━━━━━ INPUT RECORDS ━━━━━

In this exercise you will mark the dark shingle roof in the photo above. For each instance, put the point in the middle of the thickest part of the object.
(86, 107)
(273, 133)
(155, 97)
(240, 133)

━━━━━

## TASK PROMPT
Nothing in the entries should be left out; please reproduce them all exactly.

## ANSWER TO THIS EXERCISE
In this exercise you will mark the dark shingle roof in the photo above. For each instance, put the point in the middle of the thickest part of the object.
(86, 107)
(273, 133)
(155, 97)
(240, 133)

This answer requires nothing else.